Selected text:
>> BEGIN

We had, you know, in terms of the macros and trying to get at what you are getting at I think, Joe, is the only thing that we can find, because certainly the macros in China look really good on some of the more industrial kind of side of the economy, but when you look at consumer confidence actually it’s kind of bumping along the bottom, so that might be a reasonably good indicator of the consumer side of the equation. And then also consumer savings deposits are actually increasing at a pretty rapid rate, so there’s -- at least there’s no -- if that one particular indicator is no sign of the consumers opening up their pocketbooks on a fairly decent pace.

Joe Buckley - Banc of America Merrill Lynch

Okay, and last question -- could you talk about check versus traffic, what you saw in this quarter and what kind of pricing or price laps you have coming up in the second half?

Tim Jerzyk

We did lose two to three points of pricing in March, so at the beginning of the second quarter in China. And then we’ll lose -- right now all we are carrying is about 2.5, 3, and that will roll off in a month and we don’t plan any new pricing. Check is actually about flat in China. U.S., $4.

Joe Buckley - Banc of America Merrill Lynch

Okay, so the down 4 is really all traffic in the second quarter?

Tim Jerzyk

Correct.

Joe Buckley - Banc of America Merrill Lynch

Okay. All right, thank you.

Tim Jerzyk

Thanks, Joe. Next question please, Rachel.

Operator

Your next question comes from the line of John Glass with Morgan Stanley.

John Glass - Morgan Stanley

Thanks. I’ll throw one more on China, then a follow-up on commodities -- you’ve been reticent in China to discount, or more reticent maybe than McDonald’s has. Does a protracted downturn there in the consumer change your view on how you want to drive traffic in that business going forward? Or maybe you could just review where you stand in kind of a promotional strategy in China?

David C. Novak

Well first of all, I think we have very strong everyday value going in, so we think our value equation is good. We are doing some snackable type products at the low-end to provide even more value for the second half of the year but we feel good about our overall proposition.

The thing about China which is so powerful is our unit economics are fantastic. We continue to have great unit economics at the sales levels that we’re at and we are obviously going to do whatever we can to get the same-store sales up. But the big driver for China over the long-term is going to be the opening of the new units, which we think we are in the very early innings on with returns that I don’t think anybody else in the industry has anywhere.

So we are very bullish on China over the long-term and we’ll continue to push for both same-store sales and system sales growth through the new units. And the other thing that I think is very powerful for us is that when we look at our brand measures, you know, the regard for the brand across all the key measures, we are as strong if not stronger than ever. So as we go forward, the China equation is very, very strong.

John Glass - Morgan Stanley

Great, and then Rick, can you just go through the commodity outlook for the back half of the year by region? What are you expecting in terms of inflation or deflation in each of the three major regions in the back half? And maybe if you could compare that to what you thought at the beginning of the year?

Richard T. Carucci

Well, clearly as I said, commodities have been much more favorable than what we thought would happen at the beginning of the year. China in the back half of the year, we could expect $50 million of deflation, primarily led by chicken and oil would be the second biggest item to that.

In the U.S., we expect deflation of about $10 million and that’s pretty much across the board benefit, except chicken -- chicken we actually have a slight inflation in the back half of the year.

>> END

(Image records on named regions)

>> BEGIN

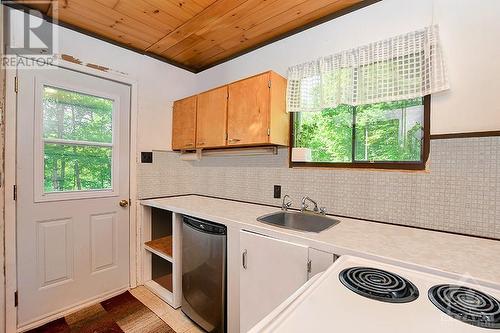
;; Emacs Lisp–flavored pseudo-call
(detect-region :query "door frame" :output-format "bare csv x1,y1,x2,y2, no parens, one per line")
0,59,140,332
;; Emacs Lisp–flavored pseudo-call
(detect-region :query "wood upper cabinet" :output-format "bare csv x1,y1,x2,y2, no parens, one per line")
196,86,227,148
172,71,290,150
227,72,289,146
172,96,197,150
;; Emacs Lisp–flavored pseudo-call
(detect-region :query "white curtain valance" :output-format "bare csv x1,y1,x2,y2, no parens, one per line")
287,25,449,112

>> END

Directives:
1) Can you repeat the part of the earnings call transcript that opens with the words "We had, you" and closes with "the second half?", word for word?
2) Could you add 71 to every coordinate in the answers and give the records again, requests included, from the start of the records through the line that contains "0,59,140,332"? Leave the pictures out.
The earnings call transcript and the records have nothing to do with each other.

Outputs:
1)
We had, you know, in terms of the macros and trying to get at what you are getting at I think, Joe, is the only thing that we can find, because certainly the macros in China look really good on some of the more industrial kind of side of the economy, but when you look at consumer confidence actually it’s kind of bumping along the bottom, so that might be a reasonably good indicator of the consumer side of the equation. And then also consumer savings deposits are actually increasing at a pretty rapid rate, so there’s -- at least there’s no -- if that one particular indicator is no sign of the consumers opening up their pocketbooks on a fairly decent pace.

Joe Buckley - Banc of America Merrill Lynch

Okay, and last question -- could you talk about check versus traffic, what you saw in this quarter and what kind of pricing or price laps you have coming up in the second half?

2)
;; Emacs Lisp–flavored pseudo-call
(detect-region :query "door frame" :output-format "bare csv x1,y1,x2,y2, no parens, one per line")
71,130,211,403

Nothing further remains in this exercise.